(Work task)
Give every line of the listing back, exactly as written.

··· Data for this task ···

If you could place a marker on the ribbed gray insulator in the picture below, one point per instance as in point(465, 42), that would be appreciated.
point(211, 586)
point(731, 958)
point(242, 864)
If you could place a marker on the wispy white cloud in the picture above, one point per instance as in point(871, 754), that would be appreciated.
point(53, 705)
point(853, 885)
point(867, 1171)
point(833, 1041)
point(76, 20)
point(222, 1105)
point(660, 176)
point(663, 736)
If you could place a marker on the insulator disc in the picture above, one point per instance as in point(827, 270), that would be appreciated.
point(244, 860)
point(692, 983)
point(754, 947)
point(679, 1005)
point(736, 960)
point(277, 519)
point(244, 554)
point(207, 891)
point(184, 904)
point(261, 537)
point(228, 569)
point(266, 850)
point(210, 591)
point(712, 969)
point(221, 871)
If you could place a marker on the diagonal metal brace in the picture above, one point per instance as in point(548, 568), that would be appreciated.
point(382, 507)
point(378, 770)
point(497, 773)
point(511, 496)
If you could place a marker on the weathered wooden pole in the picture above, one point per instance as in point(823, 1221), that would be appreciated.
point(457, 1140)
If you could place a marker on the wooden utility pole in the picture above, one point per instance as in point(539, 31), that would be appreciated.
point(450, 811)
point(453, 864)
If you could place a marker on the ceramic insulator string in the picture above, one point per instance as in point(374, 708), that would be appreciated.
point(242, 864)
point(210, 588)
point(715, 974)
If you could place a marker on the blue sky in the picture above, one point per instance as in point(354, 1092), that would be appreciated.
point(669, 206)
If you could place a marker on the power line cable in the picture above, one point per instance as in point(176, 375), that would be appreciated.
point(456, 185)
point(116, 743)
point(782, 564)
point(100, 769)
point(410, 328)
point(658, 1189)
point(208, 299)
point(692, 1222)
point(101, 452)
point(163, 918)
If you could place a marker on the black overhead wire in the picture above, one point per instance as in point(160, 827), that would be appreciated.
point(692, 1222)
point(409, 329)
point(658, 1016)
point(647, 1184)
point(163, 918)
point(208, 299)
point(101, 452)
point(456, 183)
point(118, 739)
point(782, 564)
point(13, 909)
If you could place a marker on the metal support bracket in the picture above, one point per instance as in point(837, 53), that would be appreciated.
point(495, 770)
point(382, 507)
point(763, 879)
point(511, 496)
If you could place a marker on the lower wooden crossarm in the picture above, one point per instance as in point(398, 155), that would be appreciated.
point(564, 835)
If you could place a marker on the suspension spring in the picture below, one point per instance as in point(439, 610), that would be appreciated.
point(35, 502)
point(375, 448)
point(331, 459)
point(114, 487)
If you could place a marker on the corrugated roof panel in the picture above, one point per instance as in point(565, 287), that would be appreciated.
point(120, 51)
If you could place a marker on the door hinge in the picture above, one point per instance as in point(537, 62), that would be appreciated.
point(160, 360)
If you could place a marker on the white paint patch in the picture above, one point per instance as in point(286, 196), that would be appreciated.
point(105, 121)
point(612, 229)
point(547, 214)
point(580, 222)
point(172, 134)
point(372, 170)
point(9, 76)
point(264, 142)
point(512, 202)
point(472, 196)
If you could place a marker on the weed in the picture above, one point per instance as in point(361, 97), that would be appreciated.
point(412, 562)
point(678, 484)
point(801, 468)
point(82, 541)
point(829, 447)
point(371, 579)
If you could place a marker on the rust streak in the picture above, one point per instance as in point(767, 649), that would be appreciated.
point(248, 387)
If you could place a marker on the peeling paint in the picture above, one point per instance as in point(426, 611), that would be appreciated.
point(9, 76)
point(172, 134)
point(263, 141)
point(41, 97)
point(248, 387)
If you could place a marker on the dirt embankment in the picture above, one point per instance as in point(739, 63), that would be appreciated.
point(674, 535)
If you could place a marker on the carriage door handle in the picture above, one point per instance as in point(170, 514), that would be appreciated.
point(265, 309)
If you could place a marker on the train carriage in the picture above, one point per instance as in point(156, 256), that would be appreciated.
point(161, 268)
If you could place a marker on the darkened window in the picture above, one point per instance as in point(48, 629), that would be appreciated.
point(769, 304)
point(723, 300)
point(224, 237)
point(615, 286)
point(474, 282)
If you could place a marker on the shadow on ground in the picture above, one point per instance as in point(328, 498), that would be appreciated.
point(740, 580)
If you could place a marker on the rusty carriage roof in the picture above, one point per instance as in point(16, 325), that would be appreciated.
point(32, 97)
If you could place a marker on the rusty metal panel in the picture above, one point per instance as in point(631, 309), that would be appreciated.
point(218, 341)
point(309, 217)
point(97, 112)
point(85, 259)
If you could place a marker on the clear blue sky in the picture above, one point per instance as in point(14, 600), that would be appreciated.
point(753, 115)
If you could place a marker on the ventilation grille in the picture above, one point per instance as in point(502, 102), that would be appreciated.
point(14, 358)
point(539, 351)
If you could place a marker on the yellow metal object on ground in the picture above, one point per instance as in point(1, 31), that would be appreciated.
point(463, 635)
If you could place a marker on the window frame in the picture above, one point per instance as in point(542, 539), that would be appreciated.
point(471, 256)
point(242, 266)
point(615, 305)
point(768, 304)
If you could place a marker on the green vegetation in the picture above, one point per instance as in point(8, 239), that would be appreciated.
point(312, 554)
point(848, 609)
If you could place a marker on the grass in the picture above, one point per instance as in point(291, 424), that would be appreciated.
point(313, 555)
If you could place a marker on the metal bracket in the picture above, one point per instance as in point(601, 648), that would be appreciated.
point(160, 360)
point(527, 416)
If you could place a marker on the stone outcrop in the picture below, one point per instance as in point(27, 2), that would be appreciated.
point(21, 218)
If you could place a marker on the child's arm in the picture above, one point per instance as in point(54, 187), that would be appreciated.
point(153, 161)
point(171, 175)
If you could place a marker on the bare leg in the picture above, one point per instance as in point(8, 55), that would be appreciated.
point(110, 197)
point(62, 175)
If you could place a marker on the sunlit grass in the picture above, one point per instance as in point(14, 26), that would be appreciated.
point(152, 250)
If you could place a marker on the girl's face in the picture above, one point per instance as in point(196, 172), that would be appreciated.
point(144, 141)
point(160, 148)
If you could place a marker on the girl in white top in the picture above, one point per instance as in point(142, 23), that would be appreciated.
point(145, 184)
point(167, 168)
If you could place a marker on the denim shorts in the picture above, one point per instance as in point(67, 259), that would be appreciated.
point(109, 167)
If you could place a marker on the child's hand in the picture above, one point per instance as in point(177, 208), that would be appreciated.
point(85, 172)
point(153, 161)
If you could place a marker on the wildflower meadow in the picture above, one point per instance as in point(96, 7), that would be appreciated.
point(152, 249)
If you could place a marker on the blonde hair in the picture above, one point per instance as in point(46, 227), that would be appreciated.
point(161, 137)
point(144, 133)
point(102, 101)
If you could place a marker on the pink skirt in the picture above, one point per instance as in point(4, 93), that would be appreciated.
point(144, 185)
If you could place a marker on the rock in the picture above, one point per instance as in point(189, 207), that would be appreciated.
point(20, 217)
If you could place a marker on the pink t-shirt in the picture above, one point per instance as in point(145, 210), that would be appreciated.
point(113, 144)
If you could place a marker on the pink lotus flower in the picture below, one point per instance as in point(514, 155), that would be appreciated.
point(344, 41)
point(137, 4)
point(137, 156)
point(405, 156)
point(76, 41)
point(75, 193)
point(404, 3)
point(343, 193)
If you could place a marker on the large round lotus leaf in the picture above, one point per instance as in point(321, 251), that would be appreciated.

···

(Solution to this task)
If you could place a marker on the ribbed gray insulator in the picture below, one point per instance as in point(465, 42), that would be appreciated.
point(211, 586)
point(731, 958)
point(242, 864)
If you could place a marker on the wispy white cloud in the picture above, one point per instance as in point(871, 754), that would be appreciated.
point(53, 705)
point(853, 885)
point(867, 1171)
point(833, 1041)
point(76, 20)
point(222, 1105)
point(660, 176)
point(663, 736)
If you could place a marker on the insulator disc in the picture above, one point per instance as in point(827, 270), that would be appreciated.
point(244, 860)
point(692, 983)
point(754, 947)
point(679, 1005)
point(736, 960)
point(277, 519)
point(244, 554)
point(207, 891)
point(184, 904)
point(261, 537)
point(228, 569)
point(266, 850)
point(210, 591)
point(712, 969)
point(221, 871)
If you could place a marker on the diagonal metal brace in the picture above, one point per instance as in point(548, 568), that would be appreciated.
point(382, 507)
point(378, 770)
point(497, 773)
point(511, 496)
If you could place a marker on the weathered wooden pole in the picture above, one point per instance as in point(823, 1221), that would be appreciated.
point(457, 1140)
If you could place a marker on the wooden utility pole in the picture above, one point per instance as in point(539, 31), that would be appreciated.
point(450, 811)
point(453, 864)
If you could place a marker on the ceramic insulator string in the picture above, one point per instance as in point(374, 708), that would be appreciated.
point(242, 864)
point(210, 588)
point(715, 974)
If you could place a marker on the blue sky in the picture above, one point per instance as in point(354, 1092), that would be appreciated.
point(669, 206)
If you could place a marker on the power line cable in the picture above, one point per instance as in point(176, 375), that would be appreciated.
point(456, 185)
point(116, 743)
point(782, 564)
point(100, 769)
point(410, 328)
point(658, 1189)
point(208, 299)
point(692, 1222)
point(101, 452)
point(163, 918)
If you could place a marker on the black overhead wire in the picture above, one point per instance as in point(160, 827), that would be appreciated.
point(692, 1222)
point(409, 329)
point(658, 1016)
point(647, 1184)
point(163, 918)
point(208, 299)
point(101, 452)
point(456, 183)
point(118, 739)
point(782, 564)
point(13, 909)
If you could place a marker on the metal support bracket in the picture above, one point per instance as in point(837, 53), that would be appreciated.
point(495, 770)
point(382, 507)
point(763, 879)
point(511, 496)
If you could place a marker on the lower wooden crossarm in the picture above, one point per instance as in point(398, 155), that would be appreciated.
point(564, 835)
If you could place a marker on the suspension spring in the picture below, one point per instance as in point(439, 610), that would be appreciated.
point(35, 502)
point(375, 448)
point(331, 459)
point(114, 487)
If you could place a marker on the corrugated roof panel in the picture above, one point per instance as in point(565, 287), that would be appreciated.
point(120, 51)
If you could place a marker on the door hinge in the picture above, one point per instance as in point(537, 62), that would be appreciated.
point(160, 360)
If you could place a marker on the white paint patch in the picture above, one point per instance as in point(286, 196), that would be appreciated.
point(105, 121)
point(612, 229)
point(547, 214)
point(580, 222)
point(172, 134)
point(372, 170)
point(9, 76)
point(264, 142)
point(512, 202)
point(472, 196)
If you could place a marker on the weed in the picture above, one point per instance as in point(361, 97), that would be appreciated.
point(412, 562)
point(678, 484)
point(801, 468)
point(82, 541)
point(829, 447)
point(371, 579)
If you could place a marker on the rust streak in the picture above, one point per instance as in point(767, 649), that would be appreciated.
point(248, 387)
If you could place a marker on the peeling paint in the picture above, one point per instance as in point(426, 611), that would be appreciated.
point(9, 76)
point(172, 134)
point(263, 141)
point(41, 97)
point(248, 387)
If you could place a marker on the dirt embankment in the picture above, one point per instance as in point(739, 63), that would be appreciated.
point(674, 535)
If you could place a marker on the carriage door handle in the picture above, one point per instance as in point(170, 514), that would be appreciated.
point(265, 309)
If you could place a marker on the train carriage in the picture above, one point per instance as in point(156, 256), that would be appreciated.
point(161, 268)
If you could place a marker on the darkened window in the picture above, one point per instance as in point(48, 629), that would be appreciated.
point(769, 304)
point(723, 300)
point(224, 237)
point(615, 286)
point(474, 282)
If you could place a marker on the shadow on ground in the picture above, one point per instance as in point(328, 498), that would be appreciated.
point(740, 580)
If you could place a marker on the rusty carriage roof in the picture above, one point per instance as in point(16, 325), that would be appreciated.
point(32, 97)
If you could place a marker on the rusty metal panel in the picture above, one point per instance as in point(631, 309), that would be appreciated.
point(218, 341)
point(309, 217)
point(97, 112)
point(85, 259)
If you could place a marker on the clear blue sky in the picture above, one point per instance as in point(14, 600), that would be appreciated.
point(753, 115)
If you could place a marker on the ventilation grille in the picture above, one point per instance as in point(502, 102), that would be appreciated.
point(14, 358)
point(539, 351)
If you could place a marker on the yellow metal object on ground in the picture above, one point per instance as in point(1, 31), that would be appreciated.
point(463, 635)
If you could place a marker on the window frame in the picture above, one point per instance as in point(542, 539), that would be appreciated.
point(471, 256)
point(242, 266)
point(615, 305)
point(768, 304)
If you could place a marker on the green vegetation in the picture above, one point per instance as in point(8, 239), that would be appreciated.
point(312, 554)
point(848, 609)
If you could place a marker on the grass in the picture above, one point per instance as in point(291, 424), that would be appreciated.
point(313, 555)
If you could place a marker on the metal bracket in the picture above, one point per instance as in point(601, 648), that would be appreciated.
point(160, 360)
point(527, 416)
If you could place a marker on the stone outcrop in the picture below, one point per instance as in point(27, 2), that would be appreciated.
point(21, 218)
If you could place a marker on the child's arm in the picture above, one point per instance as in point(54, 187), that would be appreciated.
point(153, 161)
point(171, 175)
If you could place a marker on the bare leg in the picture above, one point per instance as in point(8, 55), that would be appreciated.
point(110, 197)
point(62, 175)
If you could place a marker on the sunlit grass in the picture above, one point per instance as in point(14, 26), that would be appreciated.
point(152, 250)
If you could place a marker on the girl's face in the picture above, one point per instance as in point(196, 172), that would be appreciated.
point(144, 141)
point(160, 148)
If you could place a marker on the girl in white top in the picture above, one point per instance as in point(142, 23), that would be appreciated.
point(145, 184)
point(167, 168)
If you could place a marker on the denim shorts in the picture above, one point per instance as in point(67, 259), that would be appreciated.
point(109, 167)
If you could place a marker on the child's hand in the picture above, one point per instance as in point(177, 208), that would be appreciated.
point(85, 172)
point(153, 161)
If you could place a marker on the wildflower meadow in the picture above, one point per instance as in point(96, 7), that would be appreciated.
point(152, 249)
If you could place a marker on the blonde hair in the picture above, one point per instance as in point(46, 227), that would be appreciated.
point(161, 137)
point(144, 133)
point(102, 101)
If you could place a marker on the pink skirt in the picture above, one point per instance as in point(4, 93), that would be appreciated.
point(144, 185)
If you could place a marker on the rock in the picture above, one point per instance as in point(189, 207), that would be appreciated.
point(20, 217)
If you could place a marker on the pink t-shirt in the picture above, one point per instance as in point(145, 210), that would be appreciated.
point(113, 144)
If you could place a marker on the pink lotus flower in the picture below, one point per instance as in point(514, 155), that would be appreciated.
point(344, 41)
point(137, 4)
point(137, 156)
point(405, 156)
point(76, 41)
point(75, 193)
point(404, 3)
point(343, 193)
If you could place a marker on the large round lotus leaf in the picture above, one point per instance as in point(321, 251), that would be appreciated.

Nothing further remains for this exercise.